[Records of labeled points]

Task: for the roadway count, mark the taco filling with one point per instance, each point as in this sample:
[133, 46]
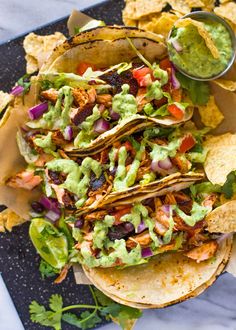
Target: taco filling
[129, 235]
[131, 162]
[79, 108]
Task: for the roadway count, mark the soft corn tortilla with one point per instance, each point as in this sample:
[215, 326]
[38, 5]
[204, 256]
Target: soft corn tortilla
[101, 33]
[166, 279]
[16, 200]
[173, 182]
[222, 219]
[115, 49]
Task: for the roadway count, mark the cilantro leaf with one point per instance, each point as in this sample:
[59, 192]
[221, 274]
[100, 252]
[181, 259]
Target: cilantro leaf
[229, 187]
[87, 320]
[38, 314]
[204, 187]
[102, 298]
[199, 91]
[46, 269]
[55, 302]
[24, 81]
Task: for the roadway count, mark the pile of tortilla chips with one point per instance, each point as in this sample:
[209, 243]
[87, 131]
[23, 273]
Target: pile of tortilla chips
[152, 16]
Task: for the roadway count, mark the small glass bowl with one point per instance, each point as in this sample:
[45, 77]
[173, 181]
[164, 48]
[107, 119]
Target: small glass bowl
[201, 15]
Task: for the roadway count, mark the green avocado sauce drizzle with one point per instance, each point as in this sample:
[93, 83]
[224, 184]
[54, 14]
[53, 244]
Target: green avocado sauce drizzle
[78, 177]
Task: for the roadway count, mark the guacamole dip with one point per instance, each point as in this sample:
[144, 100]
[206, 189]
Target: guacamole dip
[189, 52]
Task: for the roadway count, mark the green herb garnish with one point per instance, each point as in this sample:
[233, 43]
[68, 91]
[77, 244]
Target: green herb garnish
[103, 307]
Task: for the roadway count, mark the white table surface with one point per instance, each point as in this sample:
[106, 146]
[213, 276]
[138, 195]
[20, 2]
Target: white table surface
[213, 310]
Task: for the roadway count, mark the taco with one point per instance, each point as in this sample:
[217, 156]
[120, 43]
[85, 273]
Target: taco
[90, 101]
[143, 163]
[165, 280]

---

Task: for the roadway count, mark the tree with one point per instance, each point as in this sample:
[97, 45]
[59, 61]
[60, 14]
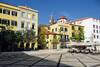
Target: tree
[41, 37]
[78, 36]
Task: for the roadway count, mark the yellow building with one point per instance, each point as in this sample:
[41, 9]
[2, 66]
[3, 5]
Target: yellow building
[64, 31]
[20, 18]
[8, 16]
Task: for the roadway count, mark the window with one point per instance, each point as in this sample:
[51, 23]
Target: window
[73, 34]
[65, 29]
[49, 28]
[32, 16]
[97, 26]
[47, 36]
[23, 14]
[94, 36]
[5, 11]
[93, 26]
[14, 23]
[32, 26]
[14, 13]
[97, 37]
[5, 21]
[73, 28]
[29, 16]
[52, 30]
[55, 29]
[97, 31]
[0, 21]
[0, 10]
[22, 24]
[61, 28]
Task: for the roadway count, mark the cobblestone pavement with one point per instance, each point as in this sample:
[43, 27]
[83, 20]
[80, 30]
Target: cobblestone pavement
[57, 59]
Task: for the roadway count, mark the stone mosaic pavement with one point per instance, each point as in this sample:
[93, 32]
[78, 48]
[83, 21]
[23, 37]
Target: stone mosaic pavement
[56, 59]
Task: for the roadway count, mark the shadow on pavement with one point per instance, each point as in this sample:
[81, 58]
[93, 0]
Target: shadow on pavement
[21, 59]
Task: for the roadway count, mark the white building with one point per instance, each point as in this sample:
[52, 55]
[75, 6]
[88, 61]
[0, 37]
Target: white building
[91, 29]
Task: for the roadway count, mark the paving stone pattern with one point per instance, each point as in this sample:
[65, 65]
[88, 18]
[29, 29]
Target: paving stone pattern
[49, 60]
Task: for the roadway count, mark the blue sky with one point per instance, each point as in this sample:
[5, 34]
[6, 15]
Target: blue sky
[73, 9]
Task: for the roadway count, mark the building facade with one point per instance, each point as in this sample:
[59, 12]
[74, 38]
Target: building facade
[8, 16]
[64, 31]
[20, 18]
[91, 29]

...

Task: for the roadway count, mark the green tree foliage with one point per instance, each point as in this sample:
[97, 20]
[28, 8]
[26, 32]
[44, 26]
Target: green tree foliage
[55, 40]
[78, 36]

• Exercise requirements: Count how many lines in the rows above contain the string "avocado", with case counting. Reply with the number only.

• Written answer: 2